*GOAL*.
Revise the records below by changing each "instance" to "occurrence", keeping every other part unchanged.

*INPUT RECORDS*.

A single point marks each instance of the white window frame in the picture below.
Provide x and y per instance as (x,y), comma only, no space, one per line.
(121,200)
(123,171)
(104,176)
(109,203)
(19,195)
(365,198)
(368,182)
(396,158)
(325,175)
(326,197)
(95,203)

*RESPONSE TO THE TASK*.
A single point marks each occurrence of the white window frame in the picture below.
Provide x and y per occurrence as (x,y), comma only, no space, one per line.
(121,200)
(123,171)
(104,176)
(109,203)
(19,195)
(365,198)
(368,182)
(396,158)
(325,175)
(326,197)
(95,203)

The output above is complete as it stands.